**PROBLEM:**
Locate each line in the items below that contains the word "rough" and copy those lines.

──────── GIVEN INFORMATION ────────

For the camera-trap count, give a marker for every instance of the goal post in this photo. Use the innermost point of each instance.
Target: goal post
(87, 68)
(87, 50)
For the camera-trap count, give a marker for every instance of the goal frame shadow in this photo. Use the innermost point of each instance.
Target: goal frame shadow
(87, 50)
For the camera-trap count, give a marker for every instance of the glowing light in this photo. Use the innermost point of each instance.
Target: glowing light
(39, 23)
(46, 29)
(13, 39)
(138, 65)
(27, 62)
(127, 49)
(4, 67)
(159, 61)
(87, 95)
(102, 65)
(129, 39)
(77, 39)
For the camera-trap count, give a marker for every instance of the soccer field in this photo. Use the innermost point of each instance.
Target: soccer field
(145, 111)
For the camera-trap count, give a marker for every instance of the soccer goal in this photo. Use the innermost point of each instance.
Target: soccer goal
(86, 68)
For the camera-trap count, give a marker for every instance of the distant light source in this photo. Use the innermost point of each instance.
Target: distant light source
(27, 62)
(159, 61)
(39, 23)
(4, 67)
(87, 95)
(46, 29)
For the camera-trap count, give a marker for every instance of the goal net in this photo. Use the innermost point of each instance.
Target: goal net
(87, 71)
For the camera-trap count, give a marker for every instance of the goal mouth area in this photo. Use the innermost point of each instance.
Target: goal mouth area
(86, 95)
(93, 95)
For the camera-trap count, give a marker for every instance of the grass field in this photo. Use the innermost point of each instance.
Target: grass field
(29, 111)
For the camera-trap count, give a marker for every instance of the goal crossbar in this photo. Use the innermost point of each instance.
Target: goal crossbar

────────
──────── GIVEN INFORMATION ────────

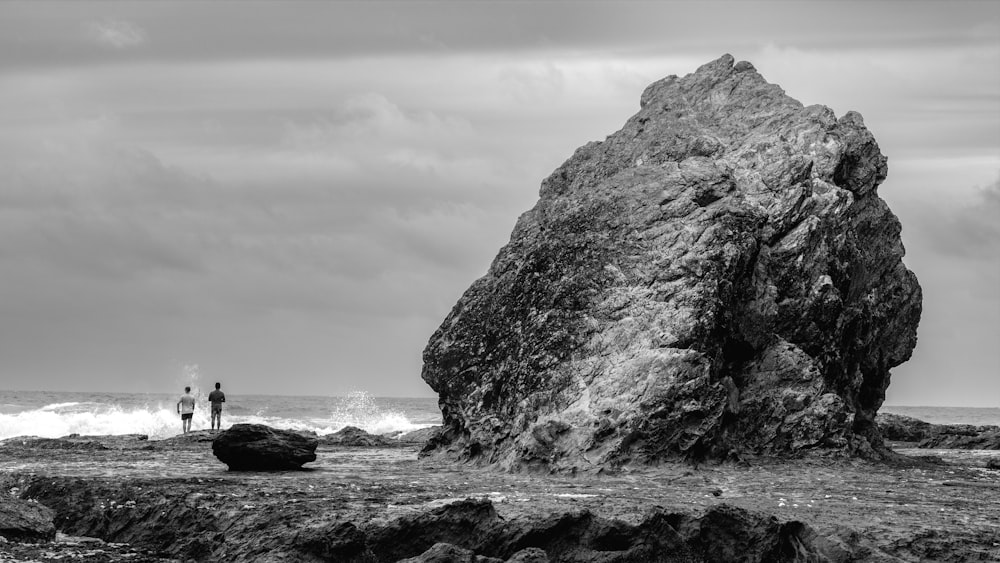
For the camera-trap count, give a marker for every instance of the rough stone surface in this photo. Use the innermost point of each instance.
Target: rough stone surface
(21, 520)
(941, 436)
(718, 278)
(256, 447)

────────

**TASK RESULT:**
For the camera-trap count, give a marker for every instance of the rough stone surface in this photo. Use the innermost point of each instance.
Target: rough stone surface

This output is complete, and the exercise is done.